→ **Your goal**
Each of the entries below needs to be given again exactly.

--- Information given Enclosed Below ---

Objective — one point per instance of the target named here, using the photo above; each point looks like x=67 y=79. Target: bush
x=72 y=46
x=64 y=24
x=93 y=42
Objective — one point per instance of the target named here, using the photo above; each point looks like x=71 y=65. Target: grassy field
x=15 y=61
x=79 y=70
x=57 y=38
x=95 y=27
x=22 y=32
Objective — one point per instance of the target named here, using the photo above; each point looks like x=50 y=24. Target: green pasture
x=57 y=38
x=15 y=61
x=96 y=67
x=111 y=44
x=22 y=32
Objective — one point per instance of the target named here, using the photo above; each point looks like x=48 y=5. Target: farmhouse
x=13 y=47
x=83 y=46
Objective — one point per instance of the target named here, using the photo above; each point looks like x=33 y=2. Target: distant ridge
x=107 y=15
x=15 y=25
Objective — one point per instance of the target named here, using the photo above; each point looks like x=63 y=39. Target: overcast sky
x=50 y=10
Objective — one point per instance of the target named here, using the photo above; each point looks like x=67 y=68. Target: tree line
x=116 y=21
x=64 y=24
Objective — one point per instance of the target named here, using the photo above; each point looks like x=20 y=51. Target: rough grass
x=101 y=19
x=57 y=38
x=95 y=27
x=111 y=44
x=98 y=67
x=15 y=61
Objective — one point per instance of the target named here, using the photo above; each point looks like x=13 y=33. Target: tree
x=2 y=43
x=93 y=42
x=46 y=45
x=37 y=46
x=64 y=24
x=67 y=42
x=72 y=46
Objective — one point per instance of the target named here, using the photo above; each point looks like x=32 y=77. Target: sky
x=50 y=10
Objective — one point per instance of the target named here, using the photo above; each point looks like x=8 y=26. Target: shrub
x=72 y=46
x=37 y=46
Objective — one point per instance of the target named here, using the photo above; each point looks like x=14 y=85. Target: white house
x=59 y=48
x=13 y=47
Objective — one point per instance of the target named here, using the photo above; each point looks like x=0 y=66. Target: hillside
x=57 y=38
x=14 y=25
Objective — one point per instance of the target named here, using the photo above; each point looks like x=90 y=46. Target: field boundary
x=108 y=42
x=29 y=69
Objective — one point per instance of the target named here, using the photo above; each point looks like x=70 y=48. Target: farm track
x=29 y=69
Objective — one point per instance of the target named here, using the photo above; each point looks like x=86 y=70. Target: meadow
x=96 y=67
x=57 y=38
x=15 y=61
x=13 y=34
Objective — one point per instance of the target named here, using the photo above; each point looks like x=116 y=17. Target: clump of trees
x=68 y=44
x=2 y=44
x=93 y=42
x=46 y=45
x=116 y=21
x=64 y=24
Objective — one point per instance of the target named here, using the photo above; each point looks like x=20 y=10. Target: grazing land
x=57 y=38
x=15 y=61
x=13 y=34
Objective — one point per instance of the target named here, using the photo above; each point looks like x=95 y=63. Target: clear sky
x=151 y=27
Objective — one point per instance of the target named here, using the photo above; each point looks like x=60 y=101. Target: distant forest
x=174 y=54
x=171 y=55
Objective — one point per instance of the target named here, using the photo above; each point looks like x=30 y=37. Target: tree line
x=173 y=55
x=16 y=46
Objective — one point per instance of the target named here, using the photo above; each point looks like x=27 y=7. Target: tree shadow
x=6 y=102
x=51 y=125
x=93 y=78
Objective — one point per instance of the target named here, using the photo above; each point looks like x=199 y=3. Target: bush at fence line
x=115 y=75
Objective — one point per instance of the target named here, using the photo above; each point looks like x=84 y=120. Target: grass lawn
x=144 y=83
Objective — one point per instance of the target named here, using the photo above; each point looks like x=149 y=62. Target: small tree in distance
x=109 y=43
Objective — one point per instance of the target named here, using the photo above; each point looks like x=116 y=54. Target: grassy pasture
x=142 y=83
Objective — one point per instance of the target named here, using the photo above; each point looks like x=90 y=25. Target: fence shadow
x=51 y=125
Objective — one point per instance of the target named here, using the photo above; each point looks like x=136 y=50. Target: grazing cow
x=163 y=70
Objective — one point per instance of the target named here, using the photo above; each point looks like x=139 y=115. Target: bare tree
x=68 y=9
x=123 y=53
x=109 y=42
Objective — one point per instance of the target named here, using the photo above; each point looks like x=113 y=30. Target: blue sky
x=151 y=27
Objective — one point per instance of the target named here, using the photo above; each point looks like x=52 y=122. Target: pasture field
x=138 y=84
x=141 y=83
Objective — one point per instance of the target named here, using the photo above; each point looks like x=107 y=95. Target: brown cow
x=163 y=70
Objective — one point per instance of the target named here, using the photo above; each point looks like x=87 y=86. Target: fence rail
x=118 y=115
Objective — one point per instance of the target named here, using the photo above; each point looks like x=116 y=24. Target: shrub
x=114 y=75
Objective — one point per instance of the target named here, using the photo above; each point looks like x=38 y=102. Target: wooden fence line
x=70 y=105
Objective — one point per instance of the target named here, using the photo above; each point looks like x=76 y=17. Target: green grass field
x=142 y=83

--- End of Enclosed Information given ---

→ **Exercise response**
Objective — one point per instance of the target named here, using the photo above; each point looks like x=67 y=79. Target: bush
x=72 y=46
x=64 y=24
x=93 y=42
Objective — one point per instance of the target named here, using the photo above; each point looks like x=71 y=65. Target: grassy field
x=15 y=61
x=79 y=70
x=57 y=38
x=95 y=27
x=22 y=32
Objective — one point per instance of the target named here, using the photo above; each point looks like x=50 y=24. Target: green pasture
x=57 y=38
x=15 y=61
x=96 y=67
x=111 y=44
x=22 y=32
Objective — one point per instance of the target named here, using the photo above; each point looks like x=48 y=5. Target: farmhouse
x=13 y=47
x=83 y=46
Objective — one point per instance of the target named here, using the photo above; each point looks like x=33 y=2. Target: distant ridge
x=107 y=15
x=15 y=25
Objective — one point per instance of the target named here, using the photo above; each point looks like x=63 y=39. Target: overcast sky
x=50 y=10
Objective — one point per instance of the target named here, using the photo above; each point looks like x=67 y=68. Target: tree line
x=116 y=21
x=64 y=24
Objective — one point per instance of the target named here, using the photo above; each point looks like x=20 y=51. Target: rough grass
x=101 y=19
x=57 y=38
x=95 y=27
x=111 y=44
x=98 y=67
x=15 y=61
Objective — one point per instance of the target named here, using the photo above; each point looks like x=13 y=33. Target: tree
x=2 y=43
x=93 y=42
x=46 y=45
x=37 y=46
x=64 y=24
x=67 y=42
x=72 y=46
Objective — one point per instance of the target named here, using the photo above; each point looks like x=32 y=77. Target: sky
x=50 y=10
Objective — one point per instance of the target named here, using the photo above; each point looks like x=8 y=26. Target: shrub
x=72 y=46
x=37 y=46
Objective — one point per instance of the target named here, using the photo above; each point looks like x=14 y=85. Target: white house
x=59 y=48
x=13 y=47
Objective — one point per instance of the target named here, using the photo above; each point looks like x=0 y=66. Target: hillside
x=57 y=38
x=14 y=25
Objective — one point per instance of the target named here, using the photo above; each point looks like x=90 y=46. Target: field boundary
x=108 y=42
x=29 y=69
Objective — one point per instance of the target named here, using the photo above; each point looks like x=70 y=48. Target: farm track
x=29 y=69
Objective — one point per instance of the target named here, using the photo above; each point looks like x=86 y=70. Target: meadow
x=96 y=67
x=57 y=38
x=15 y=61
x=13 y=34
Objective — one point per instance of the target named here, using the photo above; each point looks like x=116 y=17. Target: clump of trees
x=68 y=44
x=2 y=44
x=93 y=42
x=46 y=45
x=116 y=21
x=64 y=24
Objective — one point per instance of the target named here, using the photo above; each point looks like x=20 y=10. Target: grazing land
x=57 y=38
x=15 y=61
x=13 y=34
Objective — one point per instance of the target named here, using the photo above; each point looks like x=95 y=63. Target: clear sky
x=151 y=27
Objective — one point per instance of the target named here, using the photo above; each point looks like x=60 y=101. Target: distant forest
x=174 y=54
x=171 y=55
Objective — one point per instance of the target named here, using the photo above; each point looks like x=30 y=37. Target: tree line
x=173 y=55
x=16 y=46
Objective — one point per instance of the target named here, using the photo above; each point looks like x=27 y=7. Target: tree shadow
x=6 y=102
x=51 y=125
x=93 y=78
Objective — one point per instance of the target named here, using the photo above; each point looks like x=199 y=3. Target: bush at fence line
x=115 y=75
Objective — one point per instance of the target named here, using the photo above; each point looks like x=84 y=120. Target: grass lawn
x=144 y=83
Objective — one point per instance of the target named here, using the photo above; each point looks like x=149 y=62. Target: small tree in distance
x=109 y=43
Objective — one point per instance of the target named here, using the photo above; each point looks like x=116 y=54. Target: grassy pasture
x=142 y=83
Objective — one point per instance of the target named here, using the photo above; each point looks like x=90 y=25. Target: fence shadow
x=51 y=125
Objective — one point per instance of the target named here, using the photo above; each point looks like x=136 y=50. Target: grazing cow
x=163 y=70
Objective — one point per instance of the target named here, using the photo above; each point looks like x=139 y=115. Target: bare tree
x=68 y=9
x=123 y=53
x=109 y=42
Objective — one point per instance of the target named here, using the photo above; each point looks like x=113 y=30. Target: blue sky
x=151 y=27
Objective — one point per instance of the target named here, using the photo above; each point looks like x=52 y=122. Target: pasture field
x=138 y=84
x=141 y=83
Objective — one point per instance of the target named here, using the photo above; each point looks like x=107 y=95. Target: brown cow
x=163 y=70
Objective — one point per instance of the target named here, using the photo above; each point looks like x=87 y=86. Target: fence rail
x=118 y=115
Objective — one point per instance of the target named here, using the photo above; each point looks like x=116 y=24. Target: shrub
x=114 y=75
Objective — one point per instance of the target named here, using the photo above; each point looks like x=38 y=102. Target: wooden fence line
x=70 y=105
Objective — one point per instance of the target named here, using the photo above; each point looks like x=76 y=17. Target: green grass field
x=142 y=83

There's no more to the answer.